DO THIS: Pull out every line in the entries below that contains the word "target". Case counts.

DATA:

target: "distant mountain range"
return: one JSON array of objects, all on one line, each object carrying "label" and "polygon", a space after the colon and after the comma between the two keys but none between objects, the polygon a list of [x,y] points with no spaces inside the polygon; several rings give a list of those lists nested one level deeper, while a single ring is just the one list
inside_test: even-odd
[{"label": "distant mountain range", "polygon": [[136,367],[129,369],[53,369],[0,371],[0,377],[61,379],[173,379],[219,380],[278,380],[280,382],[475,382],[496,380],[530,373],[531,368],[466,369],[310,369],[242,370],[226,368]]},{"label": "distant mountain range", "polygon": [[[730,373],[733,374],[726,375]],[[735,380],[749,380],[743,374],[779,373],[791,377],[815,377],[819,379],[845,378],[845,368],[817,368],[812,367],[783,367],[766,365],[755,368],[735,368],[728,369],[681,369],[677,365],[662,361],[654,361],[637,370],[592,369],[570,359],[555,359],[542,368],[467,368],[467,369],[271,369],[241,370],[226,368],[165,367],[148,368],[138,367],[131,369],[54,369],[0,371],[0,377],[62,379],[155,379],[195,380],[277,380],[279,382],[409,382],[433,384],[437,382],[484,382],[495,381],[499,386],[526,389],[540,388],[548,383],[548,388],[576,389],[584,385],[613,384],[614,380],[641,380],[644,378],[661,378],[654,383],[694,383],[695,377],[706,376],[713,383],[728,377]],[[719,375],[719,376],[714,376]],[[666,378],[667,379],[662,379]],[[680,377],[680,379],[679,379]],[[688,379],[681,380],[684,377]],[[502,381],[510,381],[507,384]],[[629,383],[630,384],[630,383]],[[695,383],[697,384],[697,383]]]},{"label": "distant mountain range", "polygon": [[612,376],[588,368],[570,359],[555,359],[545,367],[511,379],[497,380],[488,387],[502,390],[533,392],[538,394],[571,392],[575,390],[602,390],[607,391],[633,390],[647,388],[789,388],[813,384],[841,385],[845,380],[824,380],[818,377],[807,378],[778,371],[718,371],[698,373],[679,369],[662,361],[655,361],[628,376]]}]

---

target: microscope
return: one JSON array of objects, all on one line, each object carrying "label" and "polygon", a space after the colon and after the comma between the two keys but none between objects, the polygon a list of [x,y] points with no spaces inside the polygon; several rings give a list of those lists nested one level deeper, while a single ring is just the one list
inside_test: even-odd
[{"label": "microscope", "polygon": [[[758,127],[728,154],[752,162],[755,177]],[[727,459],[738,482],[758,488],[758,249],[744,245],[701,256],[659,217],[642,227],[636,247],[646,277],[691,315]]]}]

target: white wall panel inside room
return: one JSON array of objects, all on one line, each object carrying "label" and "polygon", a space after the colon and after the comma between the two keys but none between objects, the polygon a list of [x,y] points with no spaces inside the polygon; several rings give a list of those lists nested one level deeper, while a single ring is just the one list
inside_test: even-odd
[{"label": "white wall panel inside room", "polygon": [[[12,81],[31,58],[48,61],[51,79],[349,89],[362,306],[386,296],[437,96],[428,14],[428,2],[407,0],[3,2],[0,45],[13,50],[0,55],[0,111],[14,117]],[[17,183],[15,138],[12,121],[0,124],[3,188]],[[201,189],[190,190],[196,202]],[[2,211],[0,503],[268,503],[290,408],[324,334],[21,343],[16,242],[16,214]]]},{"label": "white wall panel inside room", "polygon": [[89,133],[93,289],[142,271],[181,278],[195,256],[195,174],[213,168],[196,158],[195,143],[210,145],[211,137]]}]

RESULT:
target: "distant mountain range"
target: microscope
target: white wall panel inside room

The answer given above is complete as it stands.